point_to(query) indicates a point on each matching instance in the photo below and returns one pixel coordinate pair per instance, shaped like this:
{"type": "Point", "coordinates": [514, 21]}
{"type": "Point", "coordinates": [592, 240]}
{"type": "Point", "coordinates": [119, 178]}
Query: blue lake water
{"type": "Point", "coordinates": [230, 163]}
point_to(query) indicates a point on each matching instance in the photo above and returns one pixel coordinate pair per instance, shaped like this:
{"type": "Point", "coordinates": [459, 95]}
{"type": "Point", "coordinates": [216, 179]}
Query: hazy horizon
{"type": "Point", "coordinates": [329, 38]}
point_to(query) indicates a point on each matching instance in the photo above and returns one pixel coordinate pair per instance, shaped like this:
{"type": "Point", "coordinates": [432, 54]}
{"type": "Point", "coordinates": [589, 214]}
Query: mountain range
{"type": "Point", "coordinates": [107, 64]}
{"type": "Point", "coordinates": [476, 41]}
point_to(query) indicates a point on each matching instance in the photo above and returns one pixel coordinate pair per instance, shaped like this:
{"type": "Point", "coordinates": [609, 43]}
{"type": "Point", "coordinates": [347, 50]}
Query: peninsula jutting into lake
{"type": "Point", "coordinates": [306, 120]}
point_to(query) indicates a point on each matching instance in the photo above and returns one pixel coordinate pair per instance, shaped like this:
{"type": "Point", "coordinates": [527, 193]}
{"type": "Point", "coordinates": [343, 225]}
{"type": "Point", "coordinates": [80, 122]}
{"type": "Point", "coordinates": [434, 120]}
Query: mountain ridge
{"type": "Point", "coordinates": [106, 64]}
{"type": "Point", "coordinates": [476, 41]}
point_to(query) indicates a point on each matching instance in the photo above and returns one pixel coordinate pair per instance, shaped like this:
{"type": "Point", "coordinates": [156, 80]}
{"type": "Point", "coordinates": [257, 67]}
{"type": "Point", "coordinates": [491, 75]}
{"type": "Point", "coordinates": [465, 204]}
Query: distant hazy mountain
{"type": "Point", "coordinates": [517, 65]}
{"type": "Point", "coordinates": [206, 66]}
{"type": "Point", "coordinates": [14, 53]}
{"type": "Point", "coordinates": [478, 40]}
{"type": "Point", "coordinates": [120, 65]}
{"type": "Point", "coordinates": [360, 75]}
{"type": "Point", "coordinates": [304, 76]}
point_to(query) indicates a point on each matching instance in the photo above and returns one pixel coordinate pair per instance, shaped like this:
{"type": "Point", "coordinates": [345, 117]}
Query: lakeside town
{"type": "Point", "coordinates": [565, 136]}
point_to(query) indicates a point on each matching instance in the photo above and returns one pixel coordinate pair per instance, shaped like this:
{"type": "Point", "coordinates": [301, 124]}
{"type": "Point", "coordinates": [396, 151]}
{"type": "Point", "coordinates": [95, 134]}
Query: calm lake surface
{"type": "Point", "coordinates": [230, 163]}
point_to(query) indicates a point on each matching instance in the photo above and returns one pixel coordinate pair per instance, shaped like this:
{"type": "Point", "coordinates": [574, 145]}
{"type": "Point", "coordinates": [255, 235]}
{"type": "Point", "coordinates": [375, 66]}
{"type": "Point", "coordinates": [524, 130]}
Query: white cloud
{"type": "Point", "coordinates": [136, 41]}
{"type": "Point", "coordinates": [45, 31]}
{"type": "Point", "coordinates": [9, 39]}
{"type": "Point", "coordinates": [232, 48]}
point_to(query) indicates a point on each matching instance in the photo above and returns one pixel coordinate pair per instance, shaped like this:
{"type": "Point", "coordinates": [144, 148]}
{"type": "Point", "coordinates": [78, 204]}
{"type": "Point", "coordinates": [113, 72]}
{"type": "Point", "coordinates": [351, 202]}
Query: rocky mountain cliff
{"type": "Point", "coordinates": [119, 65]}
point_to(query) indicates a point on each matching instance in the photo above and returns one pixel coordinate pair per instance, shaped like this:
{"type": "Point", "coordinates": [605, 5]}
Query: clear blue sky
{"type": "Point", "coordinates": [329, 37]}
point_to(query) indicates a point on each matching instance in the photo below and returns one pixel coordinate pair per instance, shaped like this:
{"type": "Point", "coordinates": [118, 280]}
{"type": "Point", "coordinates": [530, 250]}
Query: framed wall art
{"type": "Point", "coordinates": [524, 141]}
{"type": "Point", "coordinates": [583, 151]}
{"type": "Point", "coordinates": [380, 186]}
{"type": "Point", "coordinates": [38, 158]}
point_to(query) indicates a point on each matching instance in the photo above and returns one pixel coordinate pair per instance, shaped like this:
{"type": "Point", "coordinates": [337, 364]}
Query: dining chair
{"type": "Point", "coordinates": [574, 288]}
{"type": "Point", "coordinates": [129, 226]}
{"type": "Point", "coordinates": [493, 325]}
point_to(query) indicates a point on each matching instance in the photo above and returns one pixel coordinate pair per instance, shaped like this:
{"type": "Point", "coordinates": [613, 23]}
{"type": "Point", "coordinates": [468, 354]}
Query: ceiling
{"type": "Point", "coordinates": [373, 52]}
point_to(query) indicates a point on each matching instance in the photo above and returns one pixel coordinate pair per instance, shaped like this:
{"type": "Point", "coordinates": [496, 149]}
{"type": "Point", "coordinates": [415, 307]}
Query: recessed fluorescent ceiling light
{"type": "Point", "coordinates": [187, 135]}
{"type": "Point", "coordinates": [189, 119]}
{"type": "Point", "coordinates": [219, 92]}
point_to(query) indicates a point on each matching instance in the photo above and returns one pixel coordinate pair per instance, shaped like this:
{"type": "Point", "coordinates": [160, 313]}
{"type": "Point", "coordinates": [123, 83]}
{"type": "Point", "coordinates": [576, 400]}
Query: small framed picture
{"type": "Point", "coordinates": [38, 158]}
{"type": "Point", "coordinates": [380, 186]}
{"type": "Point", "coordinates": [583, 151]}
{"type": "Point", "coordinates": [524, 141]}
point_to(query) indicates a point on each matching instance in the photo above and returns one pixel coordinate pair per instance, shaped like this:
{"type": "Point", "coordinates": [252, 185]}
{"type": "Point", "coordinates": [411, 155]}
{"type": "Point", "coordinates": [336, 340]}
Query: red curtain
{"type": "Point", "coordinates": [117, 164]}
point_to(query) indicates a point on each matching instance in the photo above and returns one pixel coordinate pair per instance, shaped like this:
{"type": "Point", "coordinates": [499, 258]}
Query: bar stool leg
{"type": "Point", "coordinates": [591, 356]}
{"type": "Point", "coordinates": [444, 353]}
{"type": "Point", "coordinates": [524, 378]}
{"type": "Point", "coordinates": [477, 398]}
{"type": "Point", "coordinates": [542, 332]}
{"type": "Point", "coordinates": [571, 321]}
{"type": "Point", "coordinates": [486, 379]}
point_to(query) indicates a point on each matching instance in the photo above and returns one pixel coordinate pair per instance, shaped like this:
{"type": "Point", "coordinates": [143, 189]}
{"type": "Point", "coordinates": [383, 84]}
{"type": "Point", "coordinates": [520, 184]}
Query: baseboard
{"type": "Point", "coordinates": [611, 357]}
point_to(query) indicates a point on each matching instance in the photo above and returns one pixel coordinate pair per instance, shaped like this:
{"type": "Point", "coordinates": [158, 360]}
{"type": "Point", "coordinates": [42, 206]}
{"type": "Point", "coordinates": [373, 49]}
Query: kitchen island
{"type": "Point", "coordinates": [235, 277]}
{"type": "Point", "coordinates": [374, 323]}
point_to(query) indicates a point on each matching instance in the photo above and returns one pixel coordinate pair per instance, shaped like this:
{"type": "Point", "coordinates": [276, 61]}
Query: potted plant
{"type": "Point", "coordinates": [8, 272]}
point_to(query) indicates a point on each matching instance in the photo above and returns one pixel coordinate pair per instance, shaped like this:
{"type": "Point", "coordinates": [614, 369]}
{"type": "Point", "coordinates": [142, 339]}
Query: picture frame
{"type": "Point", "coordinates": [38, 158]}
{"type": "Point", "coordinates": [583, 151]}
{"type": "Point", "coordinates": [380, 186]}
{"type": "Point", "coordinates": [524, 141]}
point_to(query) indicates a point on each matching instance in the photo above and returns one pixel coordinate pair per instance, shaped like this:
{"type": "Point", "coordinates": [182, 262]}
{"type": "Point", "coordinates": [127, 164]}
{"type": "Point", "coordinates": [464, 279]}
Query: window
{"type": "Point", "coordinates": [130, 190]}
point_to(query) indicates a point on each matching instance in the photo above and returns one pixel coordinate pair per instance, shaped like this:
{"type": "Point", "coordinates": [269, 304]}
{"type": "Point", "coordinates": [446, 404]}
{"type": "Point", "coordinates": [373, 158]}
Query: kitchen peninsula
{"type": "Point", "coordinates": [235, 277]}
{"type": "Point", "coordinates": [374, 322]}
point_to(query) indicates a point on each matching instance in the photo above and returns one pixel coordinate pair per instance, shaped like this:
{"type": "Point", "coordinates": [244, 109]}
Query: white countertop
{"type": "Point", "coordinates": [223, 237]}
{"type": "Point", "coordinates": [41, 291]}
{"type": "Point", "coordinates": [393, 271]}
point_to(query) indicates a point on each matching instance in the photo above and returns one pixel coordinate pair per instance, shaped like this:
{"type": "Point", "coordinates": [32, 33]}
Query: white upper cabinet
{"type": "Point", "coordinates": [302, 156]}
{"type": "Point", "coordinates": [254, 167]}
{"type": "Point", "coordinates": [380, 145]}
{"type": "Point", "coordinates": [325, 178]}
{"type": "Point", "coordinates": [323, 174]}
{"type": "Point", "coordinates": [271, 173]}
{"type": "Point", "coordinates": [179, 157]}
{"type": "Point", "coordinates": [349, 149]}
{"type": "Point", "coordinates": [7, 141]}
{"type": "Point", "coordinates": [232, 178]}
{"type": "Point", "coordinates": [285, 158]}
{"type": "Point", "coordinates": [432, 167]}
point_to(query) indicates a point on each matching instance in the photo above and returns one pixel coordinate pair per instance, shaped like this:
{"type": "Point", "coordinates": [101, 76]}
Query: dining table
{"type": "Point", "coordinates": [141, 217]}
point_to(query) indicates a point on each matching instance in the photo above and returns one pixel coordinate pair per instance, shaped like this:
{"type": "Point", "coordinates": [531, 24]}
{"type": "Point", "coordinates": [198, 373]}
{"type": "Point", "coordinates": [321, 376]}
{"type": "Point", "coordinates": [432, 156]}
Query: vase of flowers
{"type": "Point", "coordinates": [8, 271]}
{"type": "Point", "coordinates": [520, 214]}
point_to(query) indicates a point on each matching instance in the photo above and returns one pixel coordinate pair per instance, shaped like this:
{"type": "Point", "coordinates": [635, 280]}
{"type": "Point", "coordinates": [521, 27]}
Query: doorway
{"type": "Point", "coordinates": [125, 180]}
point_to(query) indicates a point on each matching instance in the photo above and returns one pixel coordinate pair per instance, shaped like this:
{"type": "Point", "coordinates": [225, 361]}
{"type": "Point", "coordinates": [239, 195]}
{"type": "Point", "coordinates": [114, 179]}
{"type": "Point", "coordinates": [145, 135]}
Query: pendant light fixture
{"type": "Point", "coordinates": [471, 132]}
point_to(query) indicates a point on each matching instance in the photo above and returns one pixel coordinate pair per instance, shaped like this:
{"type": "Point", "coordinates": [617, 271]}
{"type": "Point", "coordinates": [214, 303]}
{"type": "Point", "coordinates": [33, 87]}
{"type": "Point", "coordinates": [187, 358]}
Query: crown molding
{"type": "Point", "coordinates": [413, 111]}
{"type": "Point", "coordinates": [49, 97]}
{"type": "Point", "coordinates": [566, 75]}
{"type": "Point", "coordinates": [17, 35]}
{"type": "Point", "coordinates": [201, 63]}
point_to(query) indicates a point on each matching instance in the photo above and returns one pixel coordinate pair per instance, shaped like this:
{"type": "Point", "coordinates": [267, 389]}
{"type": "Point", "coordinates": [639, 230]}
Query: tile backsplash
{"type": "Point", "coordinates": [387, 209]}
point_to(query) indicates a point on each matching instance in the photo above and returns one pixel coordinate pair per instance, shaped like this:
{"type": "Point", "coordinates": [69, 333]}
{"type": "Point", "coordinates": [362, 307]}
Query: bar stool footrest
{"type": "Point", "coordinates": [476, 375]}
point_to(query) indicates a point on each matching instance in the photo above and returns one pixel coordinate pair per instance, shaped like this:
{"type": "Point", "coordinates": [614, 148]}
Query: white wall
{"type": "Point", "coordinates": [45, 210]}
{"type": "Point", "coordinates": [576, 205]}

....

What you need to do
Replace "instance" with "object" in the stretch from the start of the items through the line containing "Query: blue lake water", and reproduce those lines with no other changes.

Solution to this task
point_to(query) indicates a point on each matching object in the photo below and returns one pixel coordinate pair per object, shaped like this:
{"type": "Point", "coordinates": [514, 21]}
{"type": "Point", "coordinates": [592, 240]}
{"type": "Point", "coordinates": [119, 178]}
Query: blue lake water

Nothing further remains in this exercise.